Work item:
Excluding images, repeat the data exactly as given.

Record extracts:
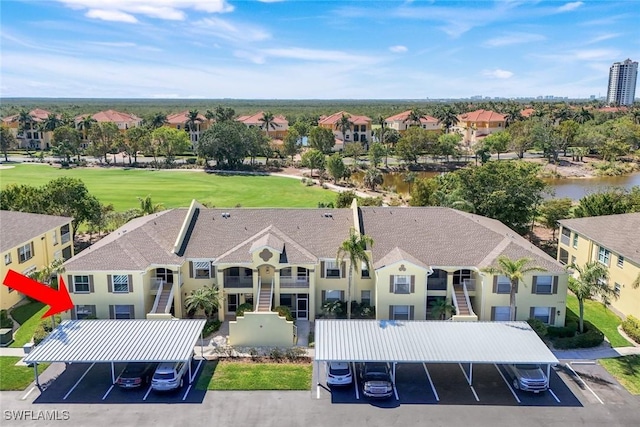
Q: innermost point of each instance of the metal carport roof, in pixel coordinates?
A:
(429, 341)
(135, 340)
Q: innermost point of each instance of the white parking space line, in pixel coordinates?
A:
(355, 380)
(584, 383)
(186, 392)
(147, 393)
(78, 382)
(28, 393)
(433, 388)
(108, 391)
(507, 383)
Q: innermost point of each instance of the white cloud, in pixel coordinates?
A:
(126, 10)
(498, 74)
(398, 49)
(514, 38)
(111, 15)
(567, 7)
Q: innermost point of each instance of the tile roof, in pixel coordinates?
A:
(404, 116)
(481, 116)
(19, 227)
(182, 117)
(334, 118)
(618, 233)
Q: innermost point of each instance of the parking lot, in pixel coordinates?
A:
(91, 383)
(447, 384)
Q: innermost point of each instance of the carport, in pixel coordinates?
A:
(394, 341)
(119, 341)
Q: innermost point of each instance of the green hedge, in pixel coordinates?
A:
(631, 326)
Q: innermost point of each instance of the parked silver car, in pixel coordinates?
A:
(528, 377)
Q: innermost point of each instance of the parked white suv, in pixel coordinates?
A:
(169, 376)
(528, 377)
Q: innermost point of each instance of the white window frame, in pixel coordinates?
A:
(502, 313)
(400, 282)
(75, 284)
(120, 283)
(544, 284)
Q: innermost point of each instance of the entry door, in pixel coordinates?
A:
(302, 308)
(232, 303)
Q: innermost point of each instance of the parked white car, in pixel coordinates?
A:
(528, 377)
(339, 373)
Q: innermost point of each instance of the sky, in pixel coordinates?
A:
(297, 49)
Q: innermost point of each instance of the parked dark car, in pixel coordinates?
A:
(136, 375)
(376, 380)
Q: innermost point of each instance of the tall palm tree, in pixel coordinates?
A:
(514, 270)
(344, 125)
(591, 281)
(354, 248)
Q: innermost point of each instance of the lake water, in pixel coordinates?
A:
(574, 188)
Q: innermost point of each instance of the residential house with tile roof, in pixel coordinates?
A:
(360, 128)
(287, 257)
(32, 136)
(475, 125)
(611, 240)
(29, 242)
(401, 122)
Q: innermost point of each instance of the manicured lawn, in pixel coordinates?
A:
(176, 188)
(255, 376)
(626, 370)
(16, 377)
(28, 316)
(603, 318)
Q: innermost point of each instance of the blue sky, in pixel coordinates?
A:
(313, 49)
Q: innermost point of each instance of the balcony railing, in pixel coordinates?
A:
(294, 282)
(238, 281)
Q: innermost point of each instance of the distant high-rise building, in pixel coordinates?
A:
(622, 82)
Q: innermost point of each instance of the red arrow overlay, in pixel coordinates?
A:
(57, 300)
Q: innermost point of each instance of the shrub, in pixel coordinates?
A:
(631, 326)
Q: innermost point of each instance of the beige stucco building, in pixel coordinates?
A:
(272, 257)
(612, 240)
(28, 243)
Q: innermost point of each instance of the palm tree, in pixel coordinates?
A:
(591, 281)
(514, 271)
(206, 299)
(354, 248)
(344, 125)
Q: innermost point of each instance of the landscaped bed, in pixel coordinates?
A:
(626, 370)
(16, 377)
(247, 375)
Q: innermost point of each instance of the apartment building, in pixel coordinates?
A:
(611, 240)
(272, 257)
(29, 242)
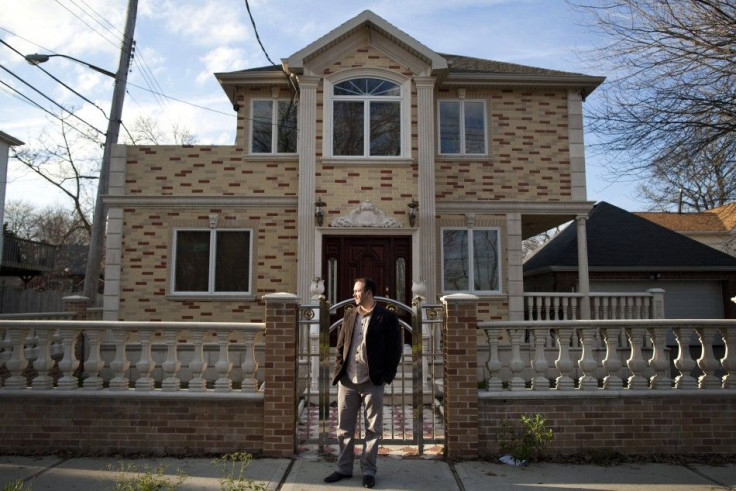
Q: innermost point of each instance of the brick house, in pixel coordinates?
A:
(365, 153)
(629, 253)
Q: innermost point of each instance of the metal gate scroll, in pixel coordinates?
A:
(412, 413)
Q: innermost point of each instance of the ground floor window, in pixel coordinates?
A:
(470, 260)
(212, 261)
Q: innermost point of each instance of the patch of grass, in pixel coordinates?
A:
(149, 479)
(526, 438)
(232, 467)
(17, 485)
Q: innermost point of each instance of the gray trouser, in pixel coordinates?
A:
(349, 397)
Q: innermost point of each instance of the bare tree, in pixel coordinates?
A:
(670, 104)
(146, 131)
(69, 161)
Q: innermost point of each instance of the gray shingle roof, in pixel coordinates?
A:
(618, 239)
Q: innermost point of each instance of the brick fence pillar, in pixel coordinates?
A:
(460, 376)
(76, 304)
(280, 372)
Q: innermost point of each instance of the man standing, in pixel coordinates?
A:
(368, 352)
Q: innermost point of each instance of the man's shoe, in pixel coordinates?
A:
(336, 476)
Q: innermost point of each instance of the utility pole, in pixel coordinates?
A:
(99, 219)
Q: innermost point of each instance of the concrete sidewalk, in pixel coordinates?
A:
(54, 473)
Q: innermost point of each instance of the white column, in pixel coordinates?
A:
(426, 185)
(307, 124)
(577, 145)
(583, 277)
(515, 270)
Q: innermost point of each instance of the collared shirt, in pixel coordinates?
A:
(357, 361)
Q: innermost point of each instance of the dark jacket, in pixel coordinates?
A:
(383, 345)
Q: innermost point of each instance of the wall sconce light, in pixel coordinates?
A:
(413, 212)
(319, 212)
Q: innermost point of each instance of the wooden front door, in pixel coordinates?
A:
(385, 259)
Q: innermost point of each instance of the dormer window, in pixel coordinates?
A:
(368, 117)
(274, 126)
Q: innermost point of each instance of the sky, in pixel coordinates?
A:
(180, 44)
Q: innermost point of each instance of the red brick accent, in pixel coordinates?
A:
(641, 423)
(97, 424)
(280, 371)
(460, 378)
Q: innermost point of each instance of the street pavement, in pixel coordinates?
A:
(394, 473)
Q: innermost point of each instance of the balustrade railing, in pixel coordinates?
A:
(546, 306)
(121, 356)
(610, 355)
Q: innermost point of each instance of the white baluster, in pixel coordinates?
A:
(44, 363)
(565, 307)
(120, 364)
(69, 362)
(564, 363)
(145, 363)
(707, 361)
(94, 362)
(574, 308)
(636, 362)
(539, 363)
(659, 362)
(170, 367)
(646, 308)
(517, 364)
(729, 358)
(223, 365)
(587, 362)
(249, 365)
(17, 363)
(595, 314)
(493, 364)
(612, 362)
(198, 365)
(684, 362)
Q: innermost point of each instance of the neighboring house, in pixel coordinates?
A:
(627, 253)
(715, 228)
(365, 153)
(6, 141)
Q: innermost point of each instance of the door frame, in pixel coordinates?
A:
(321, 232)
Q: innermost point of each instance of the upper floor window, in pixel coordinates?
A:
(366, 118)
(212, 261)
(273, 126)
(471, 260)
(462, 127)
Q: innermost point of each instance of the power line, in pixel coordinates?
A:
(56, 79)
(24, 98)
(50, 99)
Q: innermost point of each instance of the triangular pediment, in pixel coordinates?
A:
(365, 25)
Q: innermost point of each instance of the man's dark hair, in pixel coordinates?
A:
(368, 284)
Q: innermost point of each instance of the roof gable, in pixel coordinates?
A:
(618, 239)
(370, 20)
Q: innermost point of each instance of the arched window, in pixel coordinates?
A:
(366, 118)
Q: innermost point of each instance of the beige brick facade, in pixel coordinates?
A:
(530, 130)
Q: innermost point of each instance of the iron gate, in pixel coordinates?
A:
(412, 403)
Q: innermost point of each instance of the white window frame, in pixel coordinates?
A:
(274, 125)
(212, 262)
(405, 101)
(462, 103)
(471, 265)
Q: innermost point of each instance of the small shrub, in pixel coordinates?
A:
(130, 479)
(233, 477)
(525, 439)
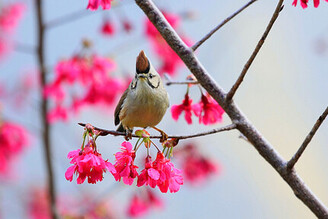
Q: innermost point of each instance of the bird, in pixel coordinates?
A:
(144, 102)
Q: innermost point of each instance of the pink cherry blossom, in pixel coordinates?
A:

Task solution:
Q: innermost point of each instance of the metal carport roof, in pixel coordinates?
A:
(429, 341)
(135, 340)
Q: innermost point of each instance of the white parking space line, in pixel coordinates?
A:
(355, 380)
(584, 383)
(186, 392)
(147, 393)
(78, 382)
(28, 393)
(433, 388)
(108, 391)
(507, 383)
Q: innermost point of each instance of the white cloud, in pixel coordinates?
A:
(126, 10)
(498, 74)
(398, 49)
(514, 38)
(111, 15)
(567, 7)
Q: innermost point of each instance of the tile roof, in pixel coordinates?
A:
(404, 116)
(481, 116)
(19, 227)
(182, 117)
(334, 118)
(618, 233)
Q: innermost point of each instance of the parking lot, in pixel coordinates?
A:
(91, 383)
(447, 384)
Q: innermost point of each instance of the carport, in pixel coordinates?
A:
(394, 341)
(119, 341)
Q: innermost point of each instance of the green hedge, in pixel coordinates?
A:
(631, 326)
Q: innermost point of each instance of the parked silver car, in pixel coordinates?
A:
(528, 377)
Q: innermost point of each instance of the parked white suv, in pixel coordinates?
A:
(169, 376)
(528, 377)
Q: innermost point of each instance of the white window frame, in pixel coordinates?
A:
(502, 313)
(400, 282)
(75, 284)
(120, 283)
(544, 284)
Q: innermost point of each instance of the entry door, in pixel coordinates?
A:
(302, 308)
(232, 303)
Q: innermost point of each instance of the parked white car, in pixel coordinates?
A:
(528, 377)
(339, 373)
Q: innermost point of each instance of the sky, in pixel coordinates?
A:
(297, 49)
Q: innermost point of each instance of the parked dark car, in pixel coordinates?
A:
(136, 375)
(376, 380)
Q: innermost point of each instance of the tall palm tree, in pixel coordinates?
A:
(514, 270)
(344, 125)
(591, 281)
(354, 248)
Q: innermost point of each instance of the lake water, in pixel coordinates?
A:
(574, 188)
Q: innermost point of each instance of the residential house with tile roof, in pixel coordinates?
A:
(360, 128)
(287, 257)
(32, 136)
(475, 125)
(611, 240)
(29, 242)
(401, 122)
Q: innermost point of each instance of the manicured lawn, in pixel coordinates?
A:
(176, 188)
(255, 376)
(626, 370)
(16, 377)
(28, 316)
(603, 318)
Q: innermost point of each instance of the blue sky, in pixel coordinates?
A:
(313, 49)
Q: innermost point of each instance of the balcony railing, in pixel coordinates?
A:
(294, 282)
(238, 281)
Q: innermost point of each instance of the distant high-rise building, in pixel coordinates?
A:
(622, 82)
Q: innermost point of each instance of the red arrow overlay, in pixel coordinates?
A:
(57, 300)
Q: innermost point of each instance of the shrub, in pixel coordinates?
A:
(631, 326)
Q: innermost point of each instance of the beige stucco building, in pixel coordinates?
A:
(272, 257)
(612, 240)
(28, 243)
Q: innermost point of each instance of the palm tree, in pixel coordinates?
A:
(591, 281)
(514, 271)
(206, 299)
(354, 248)
(344, 125)
Q: innermost point of each instance of the landscaped bed, in pixel coordinates?
A:
(626, 370)
(16, 377)
(247, 375)
Q: innermost point of each instance of the apartment building, in pixel coordinates?
A:
(611, 240)
(272, 257)
(29, 242)
Q: innermost point of each instance of the brick house, in pixel coordinates?
A:
(365, 153)
(629, 253)
Q: innermost point of each instance of the metal gate scroll, in pixel coordinates?
A:
(412, 413)
Q: innermost point of each instance of the ground floor window, in pixel coordinates?
A:
(470, 260)
(212, 261)
Q: innermost point of each instance of the patch of grass, in pixel coordinates?
A:
(149, 479)
(526, 438)
(232, 467)
(17, 485)
Q: innermost point of each instance of the gray trouser, in pixel coordinates?
A:
(349, 397)
Q: innermost point of each instance of the bare tree, in pixel coordinates?
A:
(670, 104)
(146, 131)
(69, 161)
Q: innermost point of each instance of the gray shingle roof, in pixel coordinates?
A:
(618, 239)
Q: innermost point of each instance of the brick fence pillar, in pixel coordinates?
A:
(460, 376)
(76, 304)
(280, 372)
Q: innermost point of each instance of the man standing, in pixel coordinates?
A:
(368, 352)
Q: innermost point of each instance of the man's shoe, in pixel coordinates?
A:
(336, 476)
Q: innermost point of each instance of the utility pole, in pixel coordinates?
A:
(99, 219)
Q: innermost point of each instance of the concrete sidewalk, in pixel coordinates?
A:
(54, 473)
Q: innermost point of each instance of the white column, in pixel coordinates?
A:
(426, 185)
(307, 124)
(577, 145)
(583, 277)
(515, 270)
Q: innermost point of each instance of the collared shirt, in pixel coordinates?
A:
(357, 361)
Q: innermost point of each instance of the dark jacket, in pixel coordinates?
A:
(383, 345)
Q: innermost point of each instance of the wall sconce light, in pixel coordinates?
A:
(413, 212)
(319, 212)
Q: innermost point of each instance of the wooden front door, in pixel coordinates?
A:
(385, 259)
Q: innermost point of each instance of the dormer window, in pixel coordinates?
A:
(368, 117)
(274, 126)
Q: innermost point of each instance of the sky, in pixel coordinates?
A:
(180, 44)
Q: innermost point of each instance of the red brick accent, in pixel coordinates?
A:
(641, 423)
(97, 424)
(280, 371)
(460, 378)
Q: innermost point of each instance of the street pavement, in pixel coordinates?
A:
(394, 473)
Q: innermost point of each instance of the balustrade railing, in pixel coordinates?
A:
(546, 306)
(121, 356)
(610, 355)
Q: innermost point of each instance of the white baluster, in pixel coordinates?
A:
(44, 363)
(565, 307)
(120, 364)
(69, 362)
(564, 363)
(145, 363)
(707, 361)
(94, 362)
(574, 308)
(636, 362)
(539, 363)
(659, 362)
(170, 367)
(646, 308)
(517, 364)
(729, 358)
(223, 365)
(587, 362)
(249, 365)
(17, 363)
(595, 314)
(493, 364)
(612, 362)
(198, 365)
(684, 362)
Q: innermost point of each instance of the neighboring house, in pixel coordinates?
A:
(627, 253)
(715, 228)
(365, 153)
(6, 141)
Q: innermost point of each instance of the door frame, in pixel coordinates?
A:
(321, 232)
Q: innermost point of each instance of the upper floor window, in pixel coordinates?
A:
(366, 118)
(212, 261)
(273, 126)
(471, 260)
(462, 127)
Q: innermost point of each instance of the power line, in pixel coordinates?
A:
(56, 79)
(24, 98)
(50, 99)
Q: innermost point of each instance of the triangular pediment, in pixel coordinates?
A:
(365, 25)
Q: innermost point of each instance of the man's dark hair, in pixel coordinates?
A:
(368, 284)
Q: innermost point of each instance of the roof gable, in pixel coordinates?
A:
(618, 239)
(370, 20)
Q: innermost point of each instance of the arched window, in pixel coordinates?
A:
(366, 118)
Q: innermost point of each instance of the beige brick facade, in pixel coordinates?
A:
(530, 130)
Q: innermost point of each instance of the iron gate, in pixel coordinates?
A:
(412, 403)
Q: innermost point of each instance of the white window frame, in pixel coordinates?
A:
(274, 125)
(212, 262)
(405, 101)
(462, 103)
(471, 265)
Q: innermost point of each instance of the small shrub, in pixel coordinates?
A:
(130, 479)
(233, 477)
(525, 439)
Q: innermost point of each instance of the bird, in pixel coordinates?
A:
(144, 102)
Q: innermost point of each instance of the pink cherry blossom, in pixel coordinates?
A:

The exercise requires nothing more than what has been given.